EXCERPT TO READ:
━━━━━━━━━━━━━━━━━━━━

# Party date?



## Buzzard (Jun 23, 2009)

I had about 8 people who were not going to be able to make my original date of Saturday, October 24th. I didn't want to change the date, but after asking around, everyone was able to do Halloween night instead so I decided to go ahead and change it to the 31st. I'm having a weenie roast on the 30th for both mine & my husband's entire families. I know we will be wiped out because we've done it this way in the past. I wanted to avoid that this year, but it looks like I'll be doing a big party two nights in a row again this year. We're just going to try & be more prepared ahead of time. Hopefully, that will make things a little easier on us this year. Good luck with your decision. I know it's a tough one. I was pretty upset too when I found out that some of my friends who get into the party the most were not going to be able to make it.


----------



## Witch Hazel (Sep 6, 2008)

I'm doing my party on the 17th this year, 2 weeks early. I did the same thing last year & it turned out great. We were able to rest up before Halloween actually came. It's really hard to accomodate everyone. Sometimes you just have to set the date and keep it there unless it will affect a whole bunch of people. By moving the date, you may be inconveniencing some of your other guests though.


----------



## HallowSusieBoo (Aug 11, 2009)

Hallow Frankie's Girl -- I wish we could all clone ourselves to give one another a helping hand when overload is reaching critical mass during Halloween season... but since that is not likely (well - unless you are a sheep ) here is how I have managed in the past as our parties grew and grew - especially on those years when the party dates were back to back or close to it.
I recruited several neighborhood teens (girls - more mature for their ages - no offense boys) to help with party/kitchen duty. One was stationed in the kitchen all night - bless her - to handle frequent re-organizing of food table/counter set ups - foods, dishes that needed to be cleaned off - - replenishing the pretzels - runs to the garage frig for more ice - - -that sort of thing. Two other teens enjoyed walking food trays around - offering the "finger" foods and taking beverage orders. They dressed like creepy butlers (towels over the arm, pretend tux or apron) and would return to their post standing completely still next to our life-size butler (which we place near the kitchen) Guests got a kick out of seeing them act like mannequins until their food trays were re-filled. Then we would push a pretend button on them and off they would go to offer more goodies to the crowd. Sill another teen was stationed in the back room where a special craft area was set up for the little ones - mask making with glue, sparkles, beads, crayons, etc. Finally, another was enjoying the party until the last hour when she stepped in to help with final clean up, pick up trash, load the dishwasher .

━━━━━━━━━━━━━━━━━━━━

PROVIDED DATA:
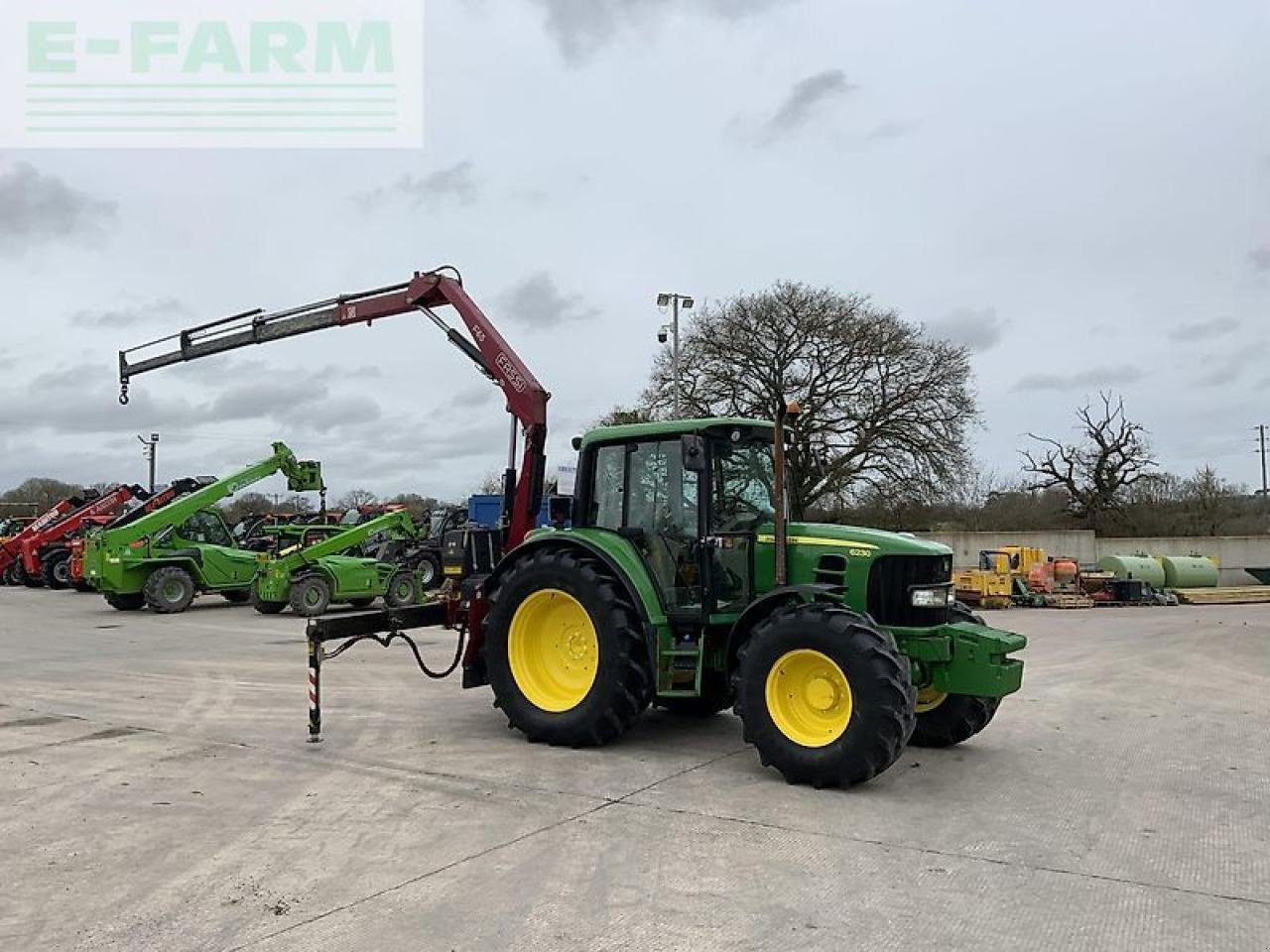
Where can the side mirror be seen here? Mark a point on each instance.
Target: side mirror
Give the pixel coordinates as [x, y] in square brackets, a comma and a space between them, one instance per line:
[694, 452]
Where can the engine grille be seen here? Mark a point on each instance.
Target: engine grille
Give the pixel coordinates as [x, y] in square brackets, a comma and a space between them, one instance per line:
[889, 580]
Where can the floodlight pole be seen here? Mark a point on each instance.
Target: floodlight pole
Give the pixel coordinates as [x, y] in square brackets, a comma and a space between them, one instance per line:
[675, 299]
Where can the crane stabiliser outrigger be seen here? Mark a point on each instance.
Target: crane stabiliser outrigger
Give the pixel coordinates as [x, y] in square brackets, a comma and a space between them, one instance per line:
[493, 356]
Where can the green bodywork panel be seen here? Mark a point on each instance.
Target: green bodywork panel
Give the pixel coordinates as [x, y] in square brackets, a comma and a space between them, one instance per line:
[118, 561]
[349, 576]
[959, 657]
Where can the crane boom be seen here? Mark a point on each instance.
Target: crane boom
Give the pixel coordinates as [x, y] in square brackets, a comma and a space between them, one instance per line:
[426, 291]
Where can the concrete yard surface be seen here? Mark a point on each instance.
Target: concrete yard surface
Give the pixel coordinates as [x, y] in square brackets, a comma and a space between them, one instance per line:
[157, 792]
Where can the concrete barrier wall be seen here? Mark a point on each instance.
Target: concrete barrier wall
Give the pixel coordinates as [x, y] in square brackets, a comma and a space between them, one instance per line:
[1233, 552]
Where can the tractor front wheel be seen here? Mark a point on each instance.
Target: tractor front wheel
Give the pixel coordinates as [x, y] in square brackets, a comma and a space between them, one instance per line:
[824, 694]
[58, 570]
[310, 595]
[169, 590]
[566, 653]
[125, 601]
[402, 590]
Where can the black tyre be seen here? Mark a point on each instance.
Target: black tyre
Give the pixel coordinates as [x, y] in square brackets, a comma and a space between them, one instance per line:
[402, 590]
[430, 571]
[716, 694]
[310, 595]
[169, 590]
[262, 606]
[947, 720]
[566, 653]
[56, 570]
[125, 602]
[825, 696]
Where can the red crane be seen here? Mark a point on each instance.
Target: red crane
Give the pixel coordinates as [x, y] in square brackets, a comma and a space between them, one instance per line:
[426, 291]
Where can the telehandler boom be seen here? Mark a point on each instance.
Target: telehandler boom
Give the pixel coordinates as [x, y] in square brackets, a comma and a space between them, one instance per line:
[167, 557]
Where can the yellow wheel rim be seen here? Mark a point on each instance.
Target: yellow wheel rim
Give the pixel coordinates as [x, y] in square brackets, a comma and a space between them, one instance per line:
[929, 698]
[810, 698]
[554, 651]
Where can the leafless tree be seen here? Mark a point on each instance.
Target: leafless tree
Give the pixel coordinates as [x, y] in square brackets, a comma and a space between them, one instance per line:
[884, 407]
[1097, 471]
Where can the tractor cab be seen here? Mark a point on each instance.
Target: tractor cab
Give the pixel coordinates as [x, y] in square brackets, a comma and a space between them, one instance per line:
[693, 504]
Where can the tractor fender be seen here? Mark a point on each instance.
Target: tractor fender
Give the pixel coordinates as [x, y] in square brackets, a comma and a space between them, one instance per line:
[563, 540]
[767, 603]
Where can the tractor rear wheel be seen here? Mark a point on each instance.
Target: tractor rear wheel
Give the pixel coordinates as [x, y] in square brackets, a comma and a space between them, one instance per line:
[310, 595]
[947, 720]
[402, 589]
[716, 694]
[56, 570]
[125, 601]
[824, 694]
[262, 606]
[169, 590]
[566, 653]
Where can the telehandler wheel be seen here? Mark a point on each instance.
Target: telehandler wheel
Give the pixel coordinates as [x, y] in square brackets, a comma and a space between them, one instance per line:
[947, 720]
[402, 589]
[58, 570]
[169, 590]
[824, 694]
[310, 595]
[125, 601]
[262, 606]
[566, 653]
[716, 694]
[430, 572]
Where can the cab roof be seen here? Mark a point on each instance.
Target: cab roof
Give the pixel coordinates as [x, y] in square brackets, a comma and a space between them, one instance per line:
[629, 431]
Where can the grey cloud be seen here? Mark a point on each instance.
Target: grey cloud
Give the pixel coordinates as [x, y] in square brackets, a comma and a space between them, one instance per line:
[456, 182]
[1205, 330]
[37, 208]
[889, 130]
[581, 27]
[975, 329]
[804, 99]
[538, 302]
[1092, 377]
[167, 307]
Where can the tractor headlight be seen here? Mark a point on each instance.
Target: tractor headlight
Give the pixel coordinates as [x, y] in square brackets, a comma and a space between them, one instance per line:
[939, 597]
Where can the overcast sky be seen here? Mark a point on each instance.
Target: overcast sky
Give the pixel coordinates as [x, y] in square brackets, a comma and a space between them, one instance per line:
[1076, 190]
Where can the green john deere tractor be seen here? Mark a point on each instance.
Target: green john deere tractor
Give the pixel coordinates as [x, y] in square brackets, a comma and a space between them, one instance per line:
[312, 578]
[668, 590]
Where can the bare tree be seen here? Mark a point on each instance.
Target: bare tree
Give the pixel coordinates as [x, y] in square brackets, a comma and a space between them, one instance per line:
[884, 407]
[1097, 471]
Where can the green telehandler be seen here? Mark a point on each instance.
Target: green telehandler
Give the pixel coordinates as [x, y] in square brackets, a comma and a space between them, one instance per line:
[313, 578]
[172, 555]
[681, 583]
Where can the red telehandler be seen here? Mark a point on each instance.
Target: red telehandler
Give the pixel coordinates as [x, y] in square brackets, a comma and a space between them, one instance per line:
[10, 548]
[173, 492]
[44, 557]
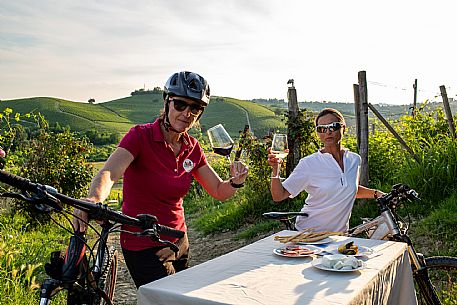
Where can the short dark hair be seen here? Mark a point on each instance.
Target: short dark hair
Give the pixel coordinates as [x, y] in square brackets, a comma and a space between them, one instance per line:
[326, 111]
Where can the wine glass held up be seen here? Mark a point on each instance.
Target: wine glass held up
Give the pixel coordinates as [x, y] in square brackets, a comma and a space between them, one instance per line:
[279, 148]
[221, 142]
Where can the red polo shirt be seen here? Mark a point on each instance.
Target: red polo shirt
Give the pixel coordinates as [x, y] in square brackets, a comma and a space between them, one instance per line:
[156, 181]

━━━━━━━━━━━━━━━━━━━━

JOB:
Copy the passage from the party date thread above, from "Hallow Frankie's Girl" up to and including "close to it.".

REPLY:
Hallow Frankie's Girl -- I wish we could all clone ourselves to give one another a helping hand when overload is reaching critical mass during Halloween season... but since that is not likely (well - unless you are a sheep ) here is how I have managed in the past as our parties grew and grew - especially on those years when the party dates were back to back or close to it.